WHAT THIS TASK INVOLVES -> Each entry below is to be duplicated verbatim.

DATA SHOWN ->
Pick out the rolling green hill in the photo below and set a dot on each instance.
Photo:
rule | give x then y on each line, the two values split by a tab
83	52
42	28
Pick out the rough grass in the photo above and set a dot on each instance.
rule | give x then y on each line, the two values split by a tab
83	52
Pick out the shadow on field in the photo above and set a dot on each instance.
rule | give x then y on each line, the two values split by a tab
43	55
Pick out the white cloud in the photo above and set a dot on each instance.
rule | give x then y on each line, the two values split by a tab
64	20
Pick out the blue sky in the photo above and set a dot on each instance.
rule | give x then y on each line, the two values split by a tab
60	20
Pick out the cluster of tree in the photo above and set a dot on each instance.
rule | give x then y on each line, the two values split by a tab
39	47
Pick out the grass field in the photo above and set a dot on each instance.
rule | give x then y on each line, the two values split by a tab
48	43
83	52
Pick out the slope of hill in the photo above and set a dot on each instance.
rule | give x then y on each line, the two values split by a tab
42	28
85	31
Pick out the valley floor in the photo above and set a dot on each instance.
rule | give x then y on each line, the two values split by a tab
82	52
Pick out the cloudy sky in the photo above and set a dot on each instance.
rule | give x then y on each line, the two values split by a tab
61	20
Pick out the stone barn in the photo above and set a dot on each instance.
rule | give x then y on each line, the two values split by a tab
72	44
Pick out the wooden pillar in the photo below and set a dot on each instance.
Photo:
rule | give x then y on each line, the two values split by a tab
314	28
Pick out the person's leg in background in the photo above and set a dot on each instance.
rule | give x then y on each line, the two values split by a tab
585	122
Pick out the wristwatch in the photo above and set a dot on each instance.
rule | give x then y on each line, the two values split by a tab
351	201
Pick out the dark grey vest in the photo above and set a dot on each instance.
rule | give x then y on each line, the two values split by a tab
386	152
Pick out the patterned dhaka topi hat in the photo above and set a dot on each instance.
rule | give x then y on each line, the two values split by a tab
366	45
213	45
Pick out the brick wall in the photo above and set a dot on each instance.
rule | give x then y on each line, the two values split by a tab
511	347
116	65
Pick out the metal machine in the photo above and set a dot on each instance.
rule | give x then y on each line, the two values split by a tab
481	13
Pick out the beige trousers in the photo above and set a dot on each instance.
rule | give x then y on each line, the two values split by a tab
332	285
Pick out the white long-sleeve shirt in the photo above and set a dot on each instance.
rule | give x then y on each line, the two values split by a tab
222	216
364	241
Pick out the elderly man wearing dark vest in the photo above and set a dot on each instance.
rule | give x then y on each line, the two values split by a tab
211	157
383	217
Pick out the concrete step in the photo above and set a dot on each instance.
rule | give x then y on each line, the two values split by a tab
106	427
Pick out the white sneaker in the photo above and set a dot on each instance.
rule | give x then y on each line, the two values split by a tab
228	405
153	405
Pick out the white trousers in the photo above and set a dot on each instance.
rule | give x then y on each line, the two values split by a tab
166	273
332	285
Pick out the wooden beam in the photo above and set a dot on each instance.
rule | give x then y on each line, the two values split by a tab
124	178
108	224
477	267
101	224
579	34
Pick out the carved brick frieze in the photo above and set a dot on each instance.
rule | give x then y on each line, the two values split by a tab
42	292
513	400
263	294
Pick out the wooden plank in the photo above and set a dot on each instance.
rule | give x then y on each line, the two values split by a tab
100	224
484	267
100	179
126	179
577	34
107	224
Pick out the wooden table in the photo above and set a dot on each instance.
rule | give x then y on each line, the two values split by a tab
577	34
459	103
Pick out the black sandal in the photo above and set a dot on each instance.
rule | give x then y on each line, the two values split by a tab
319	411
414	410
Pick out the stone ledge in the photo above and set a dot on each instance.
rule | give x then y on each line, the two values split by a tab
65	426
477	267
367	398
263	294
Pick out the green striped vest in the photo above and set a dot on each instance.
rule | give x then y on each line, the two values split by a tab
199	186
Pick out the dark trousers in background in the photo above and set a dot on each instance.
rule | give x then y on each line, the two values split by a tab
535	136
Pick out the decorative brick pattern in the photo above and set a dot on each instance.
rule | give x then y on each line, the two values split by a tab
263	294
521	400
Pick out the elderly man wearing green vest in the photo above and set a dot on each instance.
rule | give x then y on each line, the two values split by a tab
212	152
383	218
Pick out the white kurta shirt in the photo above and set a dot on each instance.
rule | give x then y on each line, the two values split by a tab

RESULT ->
Pick out the rolling green hill in the photo below and set a dot on each instance.
Photo:
rule | give x then y on each line, the two values split by a tab
83	52
42	28
Pick out the rough grass in the photo above and set a dot on each instance.
rule | give x then y on each line, the two values split by a tab
83	52
Pick out the shadow on field in the photo above and set a dot on each instance.
rule | give x then y on each line, the two values split by a tab
43	55
Pick out the white cloud in the photo above and set a dot on each instance.
rule | give x then y on each line, the two values split by a tab
64	20
Pick out the blue sky in the photo above and set a dot on each instance.
rule | give x then y on each line, the two values split by a tab
60	20
Pick out the cluster of tree in the photo above and set a dot on each instance.
rule | give x then y on each line, the two values split by a tab
39	47
Pick out the grass field in the photo above and set a dot on each instance.
rule | give x then y on each line, the two values split by a tab
48	43
83	52
Pick out the slope of hill in the photo above and set a dot on each instance.
rule | give x then y on each line, the two values split by a tab
42	28
85	31
Pick out the valley floor in the photo above and set a dot on each instance.
rule | give x then y on each line, the two values split by a tab
82	52
Pick out the cloudy sky in the photo above and set a dot on each instance.
rule | give x then y on each line, the two values split by a tab
61	20
Pick out the stone barn in the photo above and set a dot on each instance.
rule | give x then y on each line, the two values split by a tab
72	44
Pick out the wooden pillar in the photo below and set a dot on each instance.
Photo:
rule | give x then y on each line, the two values split by a tab
314	28
Pick out the person's leg in background in the photo above and set a dot on each instance.
rule | give x then y on each line, the two values split by a tab
585	122
Pick out the wristwatch in the photo above and set a dot on each instance.
rule | give x then y on each line, the two values split by a tab
351	201
Pick out the dark grey vest in the photo above and set a dot on each instance.
rule | give x then y on each line, the two values split by a tab
386	152
Pick out the patterned dhaka topi hat in the photo above and set a dot on each instance.
rule | give x then y on each line, the two values split by a tab
366	45
213	45
Pick out the brick wall in the photo above and set a dot on each instance.
rule | give x then y on each line, the two values split by a tab
511	347
116	65
Pick out the metal machine in the photo above and set a dot on each instance.
rule | give x then y on each line, the two values split by a tab
481	13
Pick out the beige trousers in the photo above and set a dot on each instance.
rule | give x then y on each line, the two values split by a tab
332	285
Pick out the white long-sleeve shirt in the photo above and set a dot on each instance.
rule | give x then y on each line, the two values split by a tab
222	216
364	241
Pick out the elderly man wearing dark vest in the photo above and set a dot on each instance.
rule | give x then y on each line, the two values split by a tab
211	157
383	217
Pick out the concrete step in the photo above and set a dot on each instance.
rule | give x then y on each line, the two values split by a tab
106	427
Pick out the white sneaker in the photo above and set a dot on each instance.
rule | give x then y on each line, the two values split by a tab
228	405
153	405
Pick out the white trousers in the photo above and set a dot on each instance.
rule | give x then y on each line, the two values split by a tab
166	273
332	285
Pick out the wooden beam in the photo above and set a dot on each instance.
rule | give x then y on each line, the two values split by a tab
124	178
108	224
477	267
101	224
579	34
Pick out the carved brick frieze in the photo above and set a dot on each instance.
rule | give x then y on each line, the two values split by a tab
42	292
513	400
263	294
Pick out the wooden plank in the photo above and set a dot on each instance.
rule | give x then y on each line, the two values split by a tab
100	224
484	267
100	179
126	179
577	34
107	224
Pick out the wooden table in the photo above and set a dot on each instance.
rule | give x then y on each line, the two values split by a tab
577	34
459	103
Pick out the black sandal in the photo above and set a dot on each instance.
rule | give x then y on each line, the two values split by a tab
319	411
414	410
Pick out the stone ledge in the photo above and set a dot on each instance.
rule | give x then y on each line, the two values split by a tab
65	426
477	267
367	398
263	294
Pick out the green striped vest in the photo above and set a dot on each instance.
rule | give x then y on each line, the two values split by a tab
199	186
Pick out the dark trousers in background in the photo above and set a dot on each instance.
rule | give x then y on each line, the two values split by a tab
535	136
Pick out the decorative brick pattern in the photo above and set a dot on each instance.
rule | give x then y on each line, the two values split by a tab
263	294
521	400
Pick out the elderly man wearing green vest in the photo above and set a dot on each instance.
rule | give x then y on each line, the two values split by a tab
212	152
383	218
Pick out the white kurta shirt in the photo above and set a dot on each instance.
rule | give x then y on each line, the two values split by a tab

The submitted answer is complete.